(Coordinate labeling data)
==*==

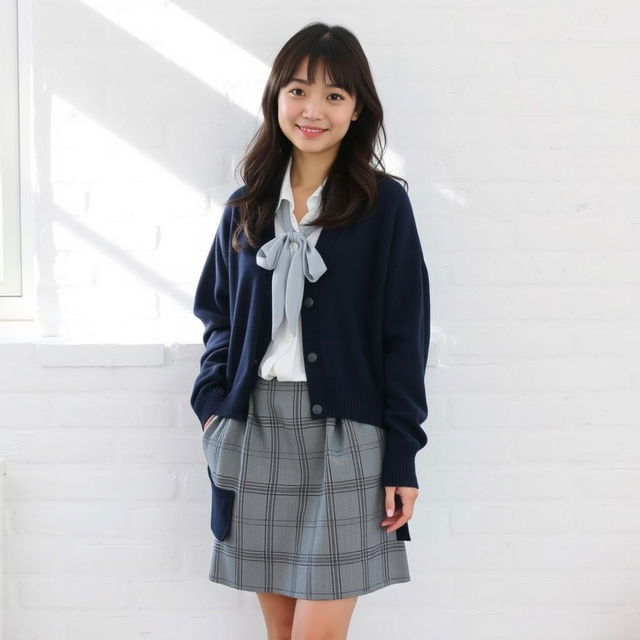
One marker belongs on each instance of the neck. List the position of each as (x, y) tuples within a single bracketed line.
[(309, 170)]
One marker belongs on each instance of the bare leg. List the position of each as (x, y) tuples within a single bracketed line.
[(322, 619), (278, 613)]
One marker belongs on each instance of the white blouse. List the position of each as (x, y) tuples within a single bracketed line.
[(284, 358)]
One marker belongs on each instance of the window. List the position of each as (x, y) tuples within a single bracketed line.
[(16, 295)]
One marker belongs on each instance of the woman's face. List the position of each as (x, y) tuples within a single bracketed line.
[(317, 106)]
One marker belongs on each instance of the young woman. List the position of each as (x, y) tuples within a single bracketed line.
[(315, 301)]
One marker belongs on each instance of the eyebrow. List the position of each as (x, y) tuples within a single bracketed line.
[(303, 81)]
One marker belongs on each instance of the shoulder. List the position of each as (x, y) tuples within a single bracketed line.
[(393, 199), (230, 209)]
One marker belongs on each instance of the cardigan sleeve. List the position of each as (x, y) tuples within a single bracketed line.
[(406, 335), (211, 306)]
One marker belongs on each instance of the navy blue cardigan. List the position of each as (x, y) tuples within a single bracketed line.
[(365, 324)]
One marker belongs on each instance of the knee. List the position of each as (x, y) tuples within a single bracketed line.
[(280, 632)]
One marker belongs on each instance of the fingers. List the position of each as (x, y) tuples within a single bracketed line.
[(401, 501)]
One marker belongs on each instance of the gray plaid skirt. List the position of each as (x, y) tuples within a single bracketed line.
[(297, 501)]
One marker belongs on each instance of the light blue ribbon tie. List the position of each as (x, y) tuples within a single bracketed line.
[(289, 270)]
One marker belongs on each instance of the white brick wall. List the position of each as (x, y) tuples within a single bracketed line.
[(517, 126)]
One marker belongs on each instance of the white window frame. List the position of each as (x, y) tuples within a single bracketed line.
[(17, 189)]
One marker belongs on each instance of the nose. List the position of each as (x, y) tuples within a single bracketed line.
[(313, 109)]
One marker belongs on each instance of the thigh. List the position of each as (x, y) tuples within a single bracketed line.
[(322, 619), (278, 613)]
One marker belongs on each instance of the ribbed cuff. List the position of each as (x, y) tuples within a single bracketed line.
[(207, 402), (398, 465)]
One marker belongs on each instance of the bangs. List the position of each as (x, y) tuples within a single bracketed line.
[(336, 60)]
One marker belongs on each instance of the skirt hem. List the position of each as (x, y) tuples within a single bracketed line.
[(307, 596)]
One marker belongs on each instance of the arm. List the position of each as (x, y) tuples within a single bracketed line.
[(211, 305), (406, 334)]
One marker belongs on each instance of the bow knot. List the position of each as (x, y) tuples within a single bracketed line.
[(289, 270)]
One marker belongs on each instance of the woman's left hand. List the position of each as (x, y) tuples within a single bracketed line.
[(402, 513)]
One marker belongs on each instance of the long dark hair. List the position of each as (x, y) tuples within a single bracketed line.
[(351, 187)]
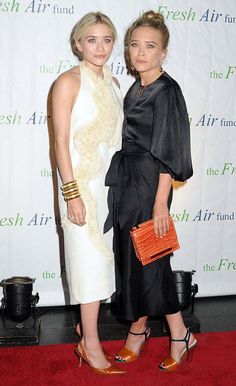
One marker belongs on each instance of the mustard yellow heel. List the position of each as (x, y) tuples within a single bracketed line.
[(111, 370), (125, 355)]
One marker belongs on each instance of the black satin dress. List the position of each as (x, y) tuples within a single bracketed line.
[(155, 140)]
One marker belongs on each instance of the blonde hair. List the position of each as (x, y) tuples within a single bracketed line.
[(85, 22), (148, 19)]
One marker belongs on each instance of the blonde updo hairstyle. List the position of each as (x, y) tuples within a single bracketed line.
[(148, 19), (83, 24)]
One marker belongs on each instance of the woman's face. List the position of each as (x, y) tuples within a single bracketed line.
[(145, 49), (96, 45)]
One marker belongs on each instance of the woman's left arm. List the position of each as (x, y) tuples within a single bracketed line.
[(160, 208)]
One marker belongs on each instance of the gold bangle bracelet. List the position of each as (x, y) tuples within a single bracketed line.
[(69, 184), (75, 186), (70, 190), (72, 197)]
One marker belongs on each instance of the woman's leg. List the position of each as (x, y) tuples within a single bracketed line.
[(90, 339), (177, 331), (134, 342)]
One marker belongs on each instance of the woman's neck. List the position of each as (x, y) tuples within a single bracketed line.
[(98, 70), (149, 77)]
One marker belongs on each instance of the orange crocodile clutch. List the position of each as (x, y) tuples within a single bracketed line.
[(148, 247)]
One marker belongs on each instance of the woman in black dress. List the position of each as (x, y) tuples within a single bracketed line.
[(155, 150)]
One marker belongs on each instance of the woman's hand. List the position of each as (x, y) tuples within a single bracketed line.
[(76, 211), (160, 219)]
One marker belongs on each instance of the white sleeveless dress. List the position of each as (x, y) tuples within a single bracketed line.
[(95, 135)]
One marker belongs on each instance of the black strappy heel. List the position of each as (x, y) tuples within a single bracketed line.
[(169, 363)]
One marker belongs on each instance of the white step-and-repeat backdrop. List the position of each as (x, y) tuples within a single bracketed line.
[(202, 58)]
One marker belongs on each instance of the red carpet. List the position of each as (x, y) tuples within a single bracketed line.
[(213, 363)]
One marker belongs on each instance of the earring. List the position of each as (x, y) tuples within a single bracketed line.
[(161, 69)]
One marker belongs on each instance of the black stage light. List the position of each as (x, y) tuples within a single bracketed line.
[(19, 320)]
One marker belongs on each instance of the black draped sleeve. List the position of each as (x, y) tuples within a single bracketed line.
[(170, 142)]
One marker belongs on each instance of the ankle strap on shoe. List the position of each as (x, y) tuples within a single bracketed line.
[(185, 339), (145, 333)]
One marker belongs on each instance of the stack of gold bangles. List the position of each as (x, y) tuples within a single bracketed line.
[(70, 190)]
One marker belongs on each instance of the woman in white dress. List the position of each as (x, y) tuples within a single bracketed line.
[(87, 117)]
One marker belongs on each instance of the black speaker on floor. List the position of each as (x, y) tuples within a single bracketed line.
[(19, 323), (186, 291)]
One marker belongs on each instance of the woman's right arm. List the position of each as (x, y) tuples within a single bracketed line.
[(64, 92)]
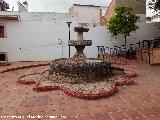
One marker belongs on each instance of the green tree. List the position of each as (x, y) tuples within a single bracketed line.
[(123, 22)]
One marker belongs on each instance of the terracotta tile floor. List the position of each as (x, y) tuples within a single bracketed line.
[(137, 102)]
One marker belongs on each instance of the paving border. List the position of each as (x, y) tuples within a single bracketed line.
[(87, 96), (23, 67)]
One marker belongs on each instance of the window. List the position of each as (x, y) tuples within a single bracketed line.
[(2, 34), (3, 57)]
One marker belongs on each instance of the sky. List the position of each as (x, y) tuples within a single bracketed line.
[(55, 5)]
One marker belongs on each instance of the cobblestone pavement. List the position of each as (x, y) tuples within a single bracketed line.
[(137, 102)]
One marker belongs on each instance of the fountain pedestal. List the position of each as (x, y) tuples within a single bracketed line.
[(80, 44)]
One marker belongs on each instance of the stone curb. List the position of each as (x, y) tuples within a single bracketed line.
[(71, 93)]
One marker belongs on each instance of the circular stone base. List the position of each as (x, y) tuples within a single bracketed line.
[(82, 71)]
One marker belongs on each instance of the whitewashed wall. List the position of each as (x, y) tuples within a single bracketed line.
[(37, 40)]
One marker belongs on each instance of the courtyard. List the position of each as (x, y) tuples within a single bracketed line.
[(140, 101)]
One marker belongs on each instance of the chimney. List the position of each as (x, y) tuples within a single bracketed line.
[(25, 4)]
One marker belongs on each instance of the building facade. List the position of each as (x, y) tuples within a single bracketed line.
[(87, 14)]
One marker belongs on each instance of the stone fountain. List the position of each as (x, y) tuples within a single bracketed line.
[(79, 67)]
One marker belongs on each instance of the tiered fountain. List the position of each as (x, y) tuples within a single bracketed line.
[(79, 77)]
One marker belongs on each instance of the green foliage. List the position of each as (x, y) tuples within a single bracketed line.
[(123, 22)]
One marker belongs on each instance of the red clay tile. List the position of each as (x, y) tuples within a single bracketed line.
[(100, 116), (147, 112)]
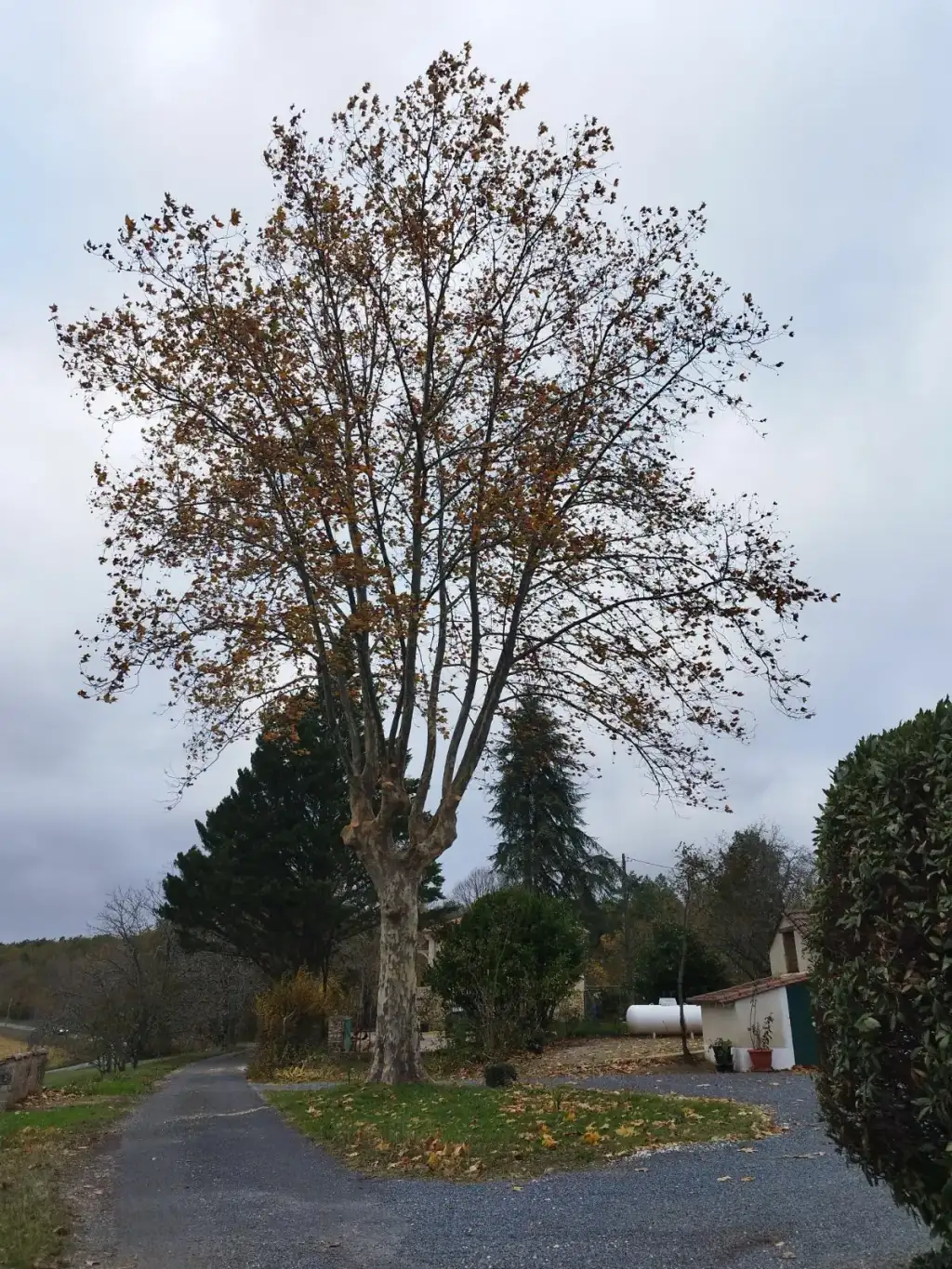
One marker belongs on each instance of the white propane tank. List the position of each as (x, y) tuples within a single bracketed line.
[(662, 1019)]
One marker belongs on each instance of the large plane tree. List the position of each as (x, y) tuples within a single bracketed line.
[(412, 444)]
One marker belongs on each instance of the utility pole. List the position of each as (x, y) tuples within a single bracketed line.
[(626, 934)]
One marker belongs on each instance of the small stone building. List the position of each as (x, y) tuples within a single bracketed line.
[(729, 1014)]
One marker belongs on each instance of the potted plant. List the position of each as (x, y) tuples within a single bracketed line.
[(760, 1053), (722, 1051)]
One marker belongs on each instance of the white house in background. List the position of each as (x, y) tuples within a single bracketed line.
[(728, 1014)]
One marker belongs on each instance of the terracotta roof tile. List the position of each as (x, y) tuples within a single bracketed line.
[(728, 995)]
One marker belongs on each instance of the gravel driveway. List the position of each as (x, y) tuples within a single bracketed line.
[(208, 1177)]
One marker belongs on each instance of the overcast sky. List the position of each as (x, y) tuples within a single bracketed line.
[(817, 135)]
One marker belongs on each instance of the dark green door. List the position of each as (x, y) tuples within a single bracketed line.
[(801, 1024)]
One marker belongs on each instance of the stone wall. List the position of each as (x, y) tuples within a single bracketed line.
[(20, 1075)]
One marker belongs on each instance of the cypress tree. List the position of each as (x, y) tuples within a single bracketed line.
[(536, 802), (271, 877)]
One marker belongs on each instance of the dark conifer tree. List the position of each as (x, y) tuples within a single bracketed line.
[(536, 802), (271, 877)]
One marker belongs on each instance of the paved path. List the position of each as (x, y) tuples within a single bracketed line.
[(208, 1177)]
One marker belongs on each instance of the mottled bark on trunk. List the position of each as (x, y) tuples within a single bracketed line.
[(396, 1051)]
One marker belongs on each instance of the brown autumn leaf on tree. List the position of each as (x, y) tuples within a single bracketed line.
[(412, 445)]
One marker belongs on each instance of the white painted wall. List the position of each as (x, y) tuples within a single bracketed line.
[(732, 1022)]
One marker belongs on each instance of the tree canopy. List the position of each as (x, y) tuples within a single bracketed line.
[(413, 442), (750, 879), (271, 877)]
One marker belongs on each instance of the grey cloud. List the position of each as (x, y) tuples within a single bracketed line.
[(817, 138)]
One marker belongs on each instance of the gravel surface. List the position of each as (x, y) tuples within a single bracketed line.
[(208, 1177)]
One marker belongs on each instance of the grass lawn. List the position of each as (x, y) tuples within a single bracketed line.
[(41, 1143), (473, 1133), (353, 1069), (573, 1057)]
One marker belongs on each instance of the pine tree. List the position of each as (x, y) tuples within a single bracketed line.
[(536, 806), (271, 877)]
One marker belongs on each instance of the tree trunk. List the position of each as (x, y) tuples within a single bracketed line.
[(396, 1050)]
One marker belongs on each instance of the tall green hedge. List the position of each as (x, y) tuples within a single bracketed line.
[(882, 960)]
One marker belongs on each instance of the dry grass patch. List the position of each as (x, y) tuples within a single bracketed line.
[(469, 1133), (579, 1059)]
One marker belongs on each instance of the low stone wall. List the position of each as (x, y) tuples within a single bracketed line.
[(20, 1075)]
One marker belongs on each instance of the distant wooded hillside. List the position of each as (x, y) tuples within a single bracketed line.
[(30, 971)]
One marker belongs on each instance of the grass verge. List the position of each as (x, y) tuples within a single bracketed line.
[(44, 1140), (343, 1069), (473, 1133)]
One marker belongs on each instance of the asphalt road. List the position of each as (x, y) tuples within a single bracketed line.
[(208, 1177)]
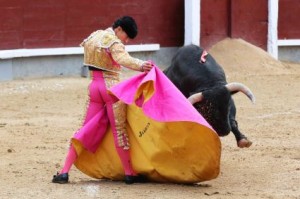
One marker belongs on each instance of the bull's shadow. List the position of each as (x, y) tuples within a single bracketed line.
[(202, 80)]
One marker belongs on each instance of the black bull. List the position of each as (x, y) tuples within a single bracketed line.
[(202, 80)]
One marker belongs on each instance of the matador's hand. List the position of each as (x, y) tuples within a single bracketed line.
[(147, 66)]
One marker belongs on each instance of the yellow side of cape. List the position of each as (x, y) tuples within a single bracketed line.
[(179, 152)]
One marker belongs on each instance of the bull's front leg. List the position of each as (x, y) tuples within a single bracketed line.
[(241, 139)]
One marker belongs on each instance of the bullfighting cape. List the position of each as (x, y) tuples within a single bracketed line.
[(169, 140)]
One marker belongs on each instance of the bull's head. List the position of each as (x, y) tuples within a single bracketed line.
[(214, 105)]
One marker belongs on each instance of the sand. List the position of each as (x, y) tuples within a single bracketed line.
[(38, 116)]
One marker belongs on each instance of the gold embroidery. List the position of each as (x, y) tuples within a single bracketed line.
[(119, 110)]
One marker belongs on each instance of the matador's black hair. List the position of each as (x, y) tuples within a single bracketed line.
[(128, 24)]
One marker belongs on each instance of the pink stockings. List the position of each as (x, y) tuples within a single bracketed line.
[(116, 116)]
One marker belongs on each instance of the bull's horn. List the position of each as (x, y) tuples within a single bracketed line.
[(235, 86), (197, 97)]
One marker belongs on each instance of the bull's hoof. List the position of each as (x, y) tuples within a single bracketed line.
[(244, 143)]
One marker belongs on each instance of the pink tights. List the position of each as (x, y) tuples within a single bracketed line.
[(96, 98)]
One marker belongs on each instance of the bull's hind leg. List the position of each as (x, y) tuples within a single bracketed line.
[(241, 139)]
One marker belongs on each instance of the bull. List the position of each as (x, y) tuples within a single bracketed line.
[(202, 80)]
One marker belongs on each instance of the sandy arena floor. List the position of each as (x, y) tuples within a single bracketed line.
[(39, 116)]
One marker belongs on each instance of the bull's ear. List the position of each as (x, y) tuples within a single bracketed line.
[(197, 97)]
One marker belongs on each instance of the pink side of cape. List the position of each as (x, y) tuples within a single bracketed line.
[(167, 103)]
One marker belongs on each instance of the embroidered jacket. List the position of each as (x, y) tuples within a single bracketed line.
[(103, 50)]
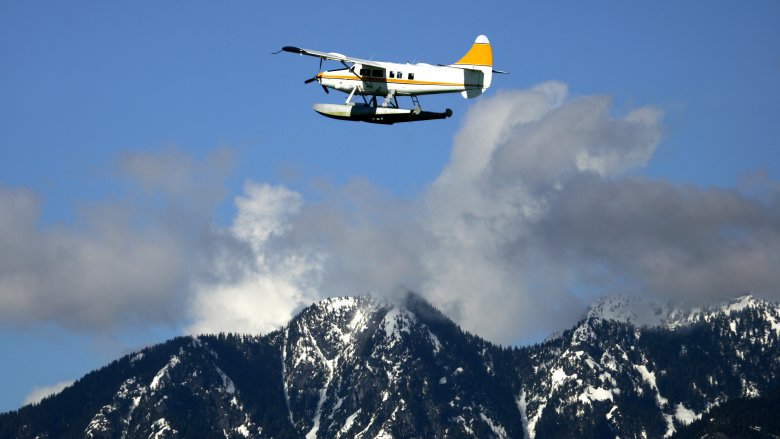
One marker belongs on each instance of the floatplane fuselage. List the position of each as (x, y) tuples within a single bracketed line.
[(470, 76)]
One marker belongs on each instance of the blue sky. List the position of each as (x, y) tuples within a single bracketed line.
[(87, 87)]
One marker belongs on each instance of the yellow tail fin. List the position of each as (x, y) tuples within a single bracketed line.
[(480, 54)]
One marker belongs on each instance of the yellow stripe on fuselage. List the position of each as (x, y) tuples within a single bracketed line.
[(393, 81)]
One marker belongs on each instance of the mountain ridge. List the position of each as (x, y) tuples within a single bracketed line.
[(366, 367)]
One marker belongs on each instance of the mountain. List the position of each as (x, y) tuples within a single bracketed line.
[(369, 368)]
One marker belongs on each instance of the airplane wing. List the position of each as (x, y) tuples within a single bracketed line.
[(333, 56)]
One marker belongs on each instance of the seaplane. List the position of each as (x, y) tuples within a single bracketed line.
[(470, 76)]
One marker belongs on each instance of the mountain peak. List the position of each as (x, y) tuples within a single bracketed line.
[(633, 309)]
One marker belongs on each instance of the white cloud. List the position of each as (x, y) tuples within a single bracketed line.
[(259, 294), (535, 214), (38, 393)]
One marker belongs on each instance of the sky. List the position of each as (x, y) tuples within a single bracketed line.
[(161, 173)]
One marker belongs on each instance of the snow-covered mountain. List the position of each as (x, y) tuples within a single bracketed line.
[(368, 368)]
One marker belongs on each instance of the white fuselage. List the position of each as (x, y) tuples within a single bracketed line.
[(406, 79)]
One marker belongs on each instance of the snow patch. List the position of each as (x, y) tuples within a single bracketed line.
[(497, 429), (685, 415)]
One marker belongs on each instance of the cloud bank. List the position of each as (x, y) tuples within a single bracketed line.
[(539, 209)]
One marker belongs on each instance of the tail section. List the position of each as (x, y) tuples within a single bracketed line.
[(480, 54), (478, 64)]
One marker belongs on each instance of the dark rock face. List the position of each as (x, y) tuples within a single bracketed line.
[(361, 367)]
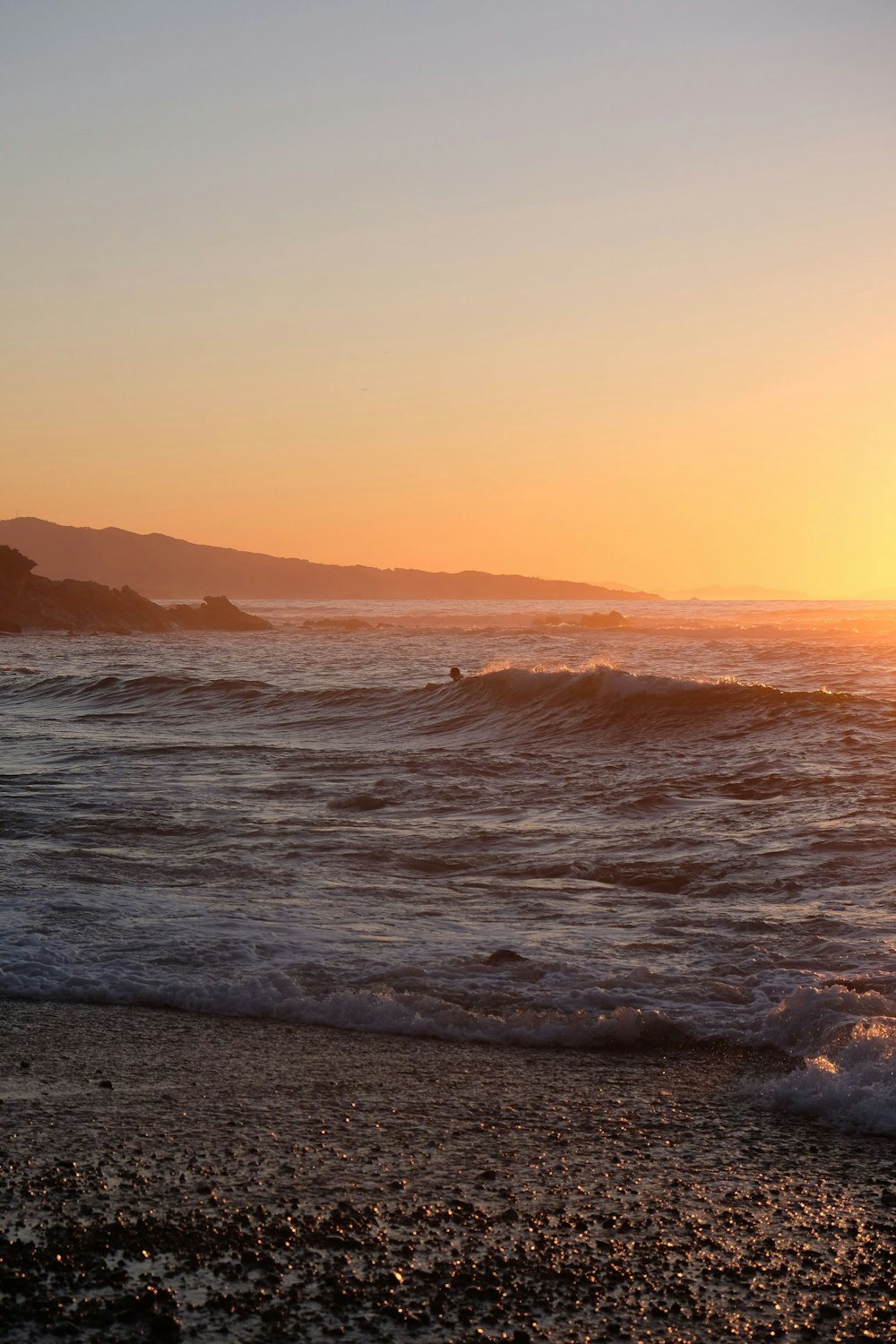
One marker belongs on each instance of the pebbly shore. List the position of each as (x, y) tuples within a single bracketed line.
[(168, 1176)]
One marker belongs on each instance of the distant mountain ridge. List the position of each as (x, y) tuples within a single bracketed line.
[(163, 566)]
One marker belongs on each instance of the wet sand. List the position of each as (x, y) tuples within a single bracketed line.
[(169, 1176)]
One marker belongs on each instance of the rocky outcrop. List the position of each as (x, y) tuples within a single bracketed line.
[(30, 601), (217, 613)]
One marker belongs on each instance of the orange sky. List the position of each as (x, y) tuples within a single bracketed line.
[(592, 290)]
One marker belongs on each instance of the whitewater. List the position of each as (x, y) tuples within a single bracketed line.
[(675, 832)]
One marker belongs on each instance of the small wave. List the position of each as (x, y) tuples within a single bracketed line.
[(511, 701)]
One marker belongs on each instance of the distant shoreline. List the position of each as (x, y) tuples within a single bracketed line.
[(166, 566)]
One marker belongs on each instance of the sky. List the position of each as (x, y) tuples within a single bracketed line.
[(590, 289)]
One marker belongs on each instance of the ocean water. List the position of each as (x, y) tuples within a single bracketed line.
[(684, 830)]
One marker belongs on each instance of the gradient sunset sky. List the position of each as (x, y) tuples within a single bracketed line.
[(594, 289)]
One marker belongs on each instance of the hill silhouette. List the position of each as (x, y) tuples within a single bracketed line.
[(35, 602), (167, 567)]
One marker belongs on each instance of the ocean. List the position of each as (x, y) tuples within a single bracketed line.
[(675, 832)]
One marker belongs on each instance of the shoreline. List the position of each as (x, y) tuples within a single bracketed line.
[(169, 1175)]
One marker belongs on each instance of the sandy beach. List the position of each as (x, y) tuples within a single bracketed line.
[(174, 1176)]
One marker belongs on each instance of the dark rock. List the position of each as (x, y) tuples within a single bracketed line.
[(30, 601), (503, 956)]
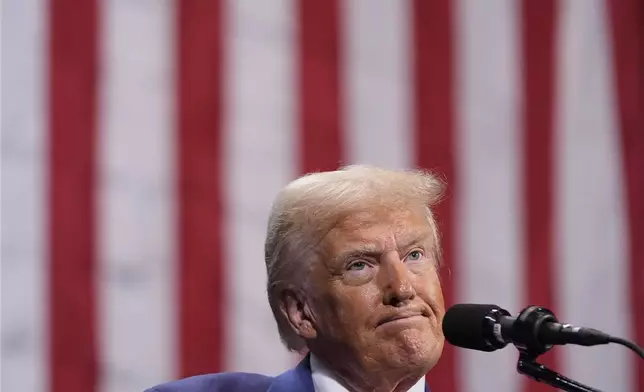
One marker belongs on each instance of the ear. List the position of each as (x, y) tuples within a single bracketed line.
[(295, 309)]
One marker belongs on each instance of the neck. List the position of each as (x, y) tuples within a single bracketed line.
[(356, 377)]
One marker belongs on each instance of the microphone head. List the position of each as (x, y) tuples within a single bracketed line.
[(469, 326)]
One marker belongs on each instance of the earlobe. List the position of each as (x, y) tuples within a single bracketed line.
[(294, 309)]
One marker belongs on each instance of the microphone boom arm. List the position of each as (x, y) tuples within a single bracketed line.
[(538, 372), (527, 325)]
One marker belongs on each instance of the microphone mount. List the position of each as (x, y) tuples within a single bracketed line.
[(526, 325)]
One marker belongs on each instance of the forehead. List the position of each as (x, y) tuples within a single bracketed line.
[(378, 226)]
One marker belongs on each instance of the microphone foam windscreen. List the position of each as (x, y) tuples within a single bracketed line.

==*==

--- Directions for this task ---
Your task is to extract the lines running from the one with "One marker belongs on each instance of the microphone head." to the end of the material, inclusive, copying each exactly and adding nothing.

--- Completed exercise ---
One marker belongs on each instance of the microphone head. List the position of each as (x, y) tuples within a single bracketed line.
[(469, 326)]
One marker belongs on each instance of the earlobe. List the position of each as (x, y) tuples within a single bracketed line.
[(294, 309)]
One marker belongs on each instance of the microphone boom arm. List the position of each as (x, y) tuples within a single bracketed line.
[(538, 372), (527, 325)]
One marker belongs on each instance of the microphone mount. List the position of each as (x, y) tuples within a single bracketed line.
[(526, 325)]
One marker belongs on each instance of the forehead. List the position of each as (x, y) tuples within a single bracketed line.
[(378, 226)]
One marker belongs on each instance of the microphone foam windscreen. List the position of each as (x, y) tuples within a single bracketed line.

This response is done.